Exercise directions: Rewrite the part of the data that opens with the line containing "of the forearm." and closes with the line containing "x=364, y=439", replacing "black court line" with "white court line" and leaving everything else unchanged.
BEGIN Records provided
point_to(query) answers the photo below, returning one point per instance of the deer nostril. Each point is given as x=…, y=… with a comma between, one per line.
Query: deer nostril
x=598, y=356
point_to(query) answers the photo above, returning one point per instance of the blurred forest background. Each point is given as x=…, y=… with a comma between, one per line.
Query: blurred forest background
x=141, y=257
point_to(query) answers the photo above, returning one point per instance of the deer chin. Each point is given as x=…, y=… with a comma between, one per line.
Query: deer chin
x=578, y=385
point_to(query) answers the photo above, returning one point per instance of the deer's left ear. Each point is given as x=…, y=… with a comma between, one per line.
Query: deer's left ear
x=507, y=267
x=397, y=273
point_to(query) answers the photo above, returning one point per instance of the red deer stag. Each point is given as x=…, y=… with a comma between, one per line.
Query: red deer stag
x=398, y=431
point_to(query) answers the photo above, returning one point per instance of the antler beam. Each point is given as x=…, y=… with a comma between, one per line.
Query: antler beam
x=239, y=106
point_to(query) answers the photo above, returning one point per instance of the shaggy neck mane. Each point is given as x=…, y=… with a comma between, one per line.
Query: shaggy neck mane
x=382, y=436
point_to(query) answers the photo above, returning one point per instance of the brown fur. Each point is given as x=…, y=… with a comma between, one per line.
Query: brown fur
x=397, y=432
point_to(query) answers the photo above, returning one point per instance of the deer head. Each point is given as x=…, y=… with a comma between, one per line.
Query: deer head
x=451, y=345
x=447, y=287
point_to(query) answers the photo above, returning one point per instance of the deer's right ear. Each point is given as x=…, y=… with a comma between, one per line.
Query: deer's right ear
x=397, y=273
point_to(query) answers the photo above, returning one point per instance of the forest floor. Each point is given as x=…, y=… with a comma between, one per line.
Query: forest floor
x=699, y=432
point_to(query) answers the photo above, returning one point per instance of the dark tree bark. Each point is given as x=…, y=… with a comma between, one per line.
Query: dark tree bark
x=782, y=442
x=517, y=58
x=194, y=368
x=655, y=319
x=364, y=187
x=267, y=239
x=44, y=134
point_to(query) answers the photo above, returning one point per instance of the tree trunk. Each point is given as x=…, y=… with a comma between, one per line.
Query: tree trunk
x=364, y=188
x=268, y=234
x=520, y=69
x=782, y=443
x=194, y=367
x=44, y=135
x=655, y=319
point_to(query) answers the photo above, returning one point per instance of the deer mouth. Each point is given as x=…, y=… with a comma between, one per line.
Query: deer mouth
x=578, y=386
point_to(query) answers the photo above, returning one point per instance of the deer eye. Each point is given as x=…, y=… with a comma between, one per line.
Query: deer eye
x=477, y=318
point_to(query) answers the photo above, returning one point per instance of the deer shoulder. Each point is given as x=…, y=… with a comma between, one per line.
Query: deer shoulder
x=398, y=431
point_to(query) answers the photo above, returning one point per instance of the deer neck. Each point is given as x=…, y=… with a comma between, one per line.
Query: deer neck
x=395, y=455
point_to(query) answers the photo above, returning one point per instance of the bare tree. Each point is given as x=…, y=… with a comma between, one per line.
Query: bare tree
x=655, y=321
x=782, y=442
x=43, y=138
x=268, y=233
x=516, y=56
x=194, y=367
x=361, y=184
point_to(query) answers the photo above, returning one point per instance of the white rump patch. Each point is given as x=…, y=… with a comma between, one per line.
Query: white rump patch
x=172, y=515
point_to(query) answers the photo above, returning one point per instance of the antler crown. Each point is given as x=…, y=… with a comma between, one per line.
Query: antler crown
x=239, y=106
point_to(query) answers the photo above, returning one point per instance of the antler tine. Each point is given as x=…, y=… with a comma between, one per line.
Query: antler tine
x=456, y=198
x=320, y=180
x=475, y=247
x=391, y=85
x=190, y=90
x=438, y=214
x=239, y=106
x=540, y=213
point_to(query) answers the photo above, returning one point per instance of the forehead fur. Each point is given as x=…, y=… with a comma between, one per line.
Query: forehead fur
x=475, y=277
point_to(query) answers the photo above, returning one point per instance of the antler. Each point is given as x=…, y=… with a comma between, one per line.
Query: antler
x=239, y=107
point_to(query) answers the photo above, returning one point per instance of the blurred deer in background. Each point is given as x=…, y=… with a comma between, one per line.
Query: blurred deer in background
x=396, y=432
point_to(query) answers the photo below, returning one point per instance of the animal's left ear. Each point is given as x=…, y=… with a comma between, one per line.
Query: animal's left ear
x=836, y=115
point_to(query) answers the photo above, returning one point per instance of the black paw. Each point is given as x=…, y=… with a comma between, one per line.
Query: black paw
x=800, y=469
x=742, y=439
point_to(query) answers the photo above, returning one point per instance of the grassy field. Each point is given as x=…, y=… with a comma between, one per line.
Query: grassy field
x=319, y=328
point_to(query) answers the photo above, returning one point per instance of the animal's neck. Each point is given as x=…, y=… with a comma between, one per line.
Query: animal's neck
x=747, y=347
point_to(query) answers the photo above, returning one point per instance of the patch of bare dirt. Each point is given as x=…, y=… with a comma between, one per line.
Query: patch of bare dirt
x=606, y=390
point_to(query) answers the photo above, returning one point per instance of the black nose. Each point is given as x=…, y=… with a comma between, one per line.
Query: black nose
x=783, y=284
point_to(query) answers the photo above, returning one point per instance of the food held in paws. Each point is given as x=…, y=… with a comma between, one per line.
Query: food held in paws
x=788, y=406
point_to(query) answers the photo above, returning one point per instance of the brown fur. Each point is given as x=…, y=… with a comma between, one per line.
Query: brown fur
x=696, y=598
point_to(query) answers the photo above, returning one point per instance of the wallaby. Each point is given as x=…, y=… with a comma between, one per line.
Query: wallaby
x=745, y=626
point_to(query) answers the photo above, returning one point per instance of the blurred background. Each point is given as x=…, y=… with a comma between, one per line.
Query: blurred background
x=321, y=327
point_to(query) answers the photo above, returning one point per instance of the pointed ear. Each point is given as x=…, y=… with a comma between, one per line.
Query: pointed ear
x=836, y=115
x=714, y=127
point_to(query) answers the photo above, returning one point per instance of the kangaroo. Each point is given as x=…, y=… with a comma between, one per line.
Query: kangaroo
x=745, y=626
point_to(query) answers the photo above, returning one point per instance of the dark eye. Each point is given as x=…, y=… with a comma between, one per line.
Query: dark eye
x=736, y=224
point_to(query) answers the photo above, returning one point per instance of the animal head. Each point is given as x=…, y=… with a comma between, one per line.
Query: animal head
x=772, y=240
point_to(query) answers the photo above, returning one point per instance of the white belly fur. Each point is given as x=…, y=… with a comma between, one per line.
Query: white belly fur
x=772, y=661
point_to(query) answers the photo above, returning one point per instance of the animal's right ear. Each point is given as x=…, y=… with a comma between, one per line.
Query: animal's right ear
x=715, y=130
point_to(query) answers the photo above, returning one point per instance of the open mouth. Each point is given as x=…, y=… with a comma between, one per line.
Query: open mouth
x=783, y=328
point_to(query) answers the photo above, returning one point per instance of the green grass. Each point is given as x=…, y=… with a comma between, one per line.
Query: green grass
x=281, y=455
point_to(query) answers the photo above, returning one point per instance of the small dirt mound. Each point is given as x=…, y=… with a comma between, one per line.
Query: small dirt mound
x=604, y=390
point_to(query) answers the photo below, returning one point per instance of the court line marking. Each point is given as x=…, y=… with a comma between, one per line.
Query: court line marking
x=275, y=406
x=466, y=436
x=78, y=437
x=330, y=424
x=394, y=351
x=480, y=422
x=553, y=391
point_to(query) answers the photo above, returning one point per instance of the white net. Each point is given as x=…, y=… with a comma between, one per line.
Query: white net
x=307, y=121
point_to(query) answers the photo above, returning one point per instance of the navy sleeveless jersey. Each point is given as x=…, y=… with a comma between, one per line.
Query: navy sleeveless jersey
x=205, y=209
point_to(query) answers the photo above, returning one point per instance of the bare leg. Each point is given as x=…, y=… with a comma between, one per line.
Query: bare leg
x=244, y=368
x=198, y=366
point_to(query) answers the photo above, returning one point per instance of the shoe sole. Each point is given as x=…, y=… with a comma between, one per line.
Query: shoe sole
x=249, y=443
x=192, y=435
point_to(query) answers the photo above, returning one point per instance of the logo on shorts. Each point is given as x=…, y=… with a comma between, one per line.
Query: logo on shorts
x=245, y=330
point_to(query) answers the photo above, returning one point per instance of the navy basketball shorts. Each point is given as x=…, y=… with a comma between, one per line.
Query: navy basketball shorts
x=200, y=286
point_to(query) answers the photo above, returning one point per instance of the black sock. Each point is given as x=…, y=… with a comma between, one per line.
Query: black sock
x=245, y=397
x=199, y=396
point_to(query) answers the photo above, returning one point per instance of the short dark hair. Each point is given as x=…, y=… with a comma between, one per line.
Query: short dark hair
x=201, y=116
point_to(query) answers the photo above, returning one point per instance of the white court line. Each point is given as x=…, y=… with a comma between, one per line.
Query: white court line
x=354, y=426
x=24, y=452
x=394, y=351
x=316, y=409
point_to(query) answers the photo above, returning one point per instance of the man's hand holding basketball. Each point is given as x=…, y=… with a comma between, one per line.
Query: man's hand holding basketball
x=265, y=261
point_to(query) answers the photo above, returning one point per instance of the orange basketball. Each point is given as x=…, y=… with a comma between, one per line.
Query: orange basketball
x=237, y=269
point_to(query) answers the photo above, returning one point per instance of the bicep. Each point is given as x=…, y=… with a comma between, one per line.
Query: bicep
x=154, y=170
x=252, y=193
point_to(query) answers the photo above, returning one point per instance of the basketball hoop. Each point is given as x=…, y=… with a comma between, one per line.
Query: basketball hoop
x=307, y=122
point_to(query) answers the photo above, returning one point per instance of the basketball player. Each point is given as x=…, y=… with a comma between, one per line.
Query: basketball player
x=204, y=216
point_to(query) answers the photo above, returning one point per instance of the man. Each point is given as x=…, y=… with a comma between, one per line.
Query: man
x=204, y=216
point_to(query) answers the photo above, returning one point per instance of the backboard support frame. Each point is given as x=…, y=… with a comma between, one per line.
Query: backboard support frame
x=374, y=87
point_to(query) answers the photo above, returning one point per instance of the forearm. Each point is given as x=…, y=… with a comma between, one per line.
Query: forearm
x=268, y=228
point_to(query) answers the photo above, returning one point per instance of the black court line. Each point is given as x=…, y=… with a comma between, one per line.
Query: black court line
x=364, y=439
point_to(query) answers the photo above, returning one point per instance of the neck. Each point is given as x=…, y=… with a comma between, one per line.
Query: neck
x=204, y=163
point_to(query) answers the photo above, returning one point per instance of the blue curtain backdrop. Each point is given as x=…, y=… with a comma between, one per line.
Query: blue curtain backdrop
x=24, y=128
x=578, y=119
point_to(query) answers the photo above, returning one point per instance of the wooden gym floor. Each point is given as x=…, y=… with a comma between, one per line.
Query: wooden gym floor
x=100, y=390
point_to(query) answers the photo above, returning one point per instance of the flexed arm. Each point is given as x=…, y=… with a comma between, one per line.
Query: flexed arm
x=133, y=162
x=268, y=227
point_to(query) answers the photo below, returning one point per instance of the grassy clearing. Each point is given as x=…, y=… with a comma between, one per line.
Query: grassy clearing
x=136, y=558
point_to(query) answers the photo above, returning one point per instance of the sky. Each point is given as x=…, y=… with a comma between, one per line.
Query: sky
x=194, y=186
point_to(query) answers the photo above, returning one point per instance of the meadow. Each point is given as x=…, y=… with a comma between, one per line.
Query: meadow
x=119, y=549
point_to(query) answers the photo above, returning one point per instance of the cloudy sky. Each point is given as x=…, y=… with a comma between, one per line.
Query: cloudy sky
END Records provided
Response below:
point_to(query) answers the photo above, returning one point per instance of the forearm. Each point is given as x=…, y=… with a comma between, one per line.
Query: forearm
x=268, y=228
point_to(query) answers the photo above, returning one point per instance of the white court line. Each point is given as x=…, y=… with a comma between, one per line.
Query: white court line
x=364, y=439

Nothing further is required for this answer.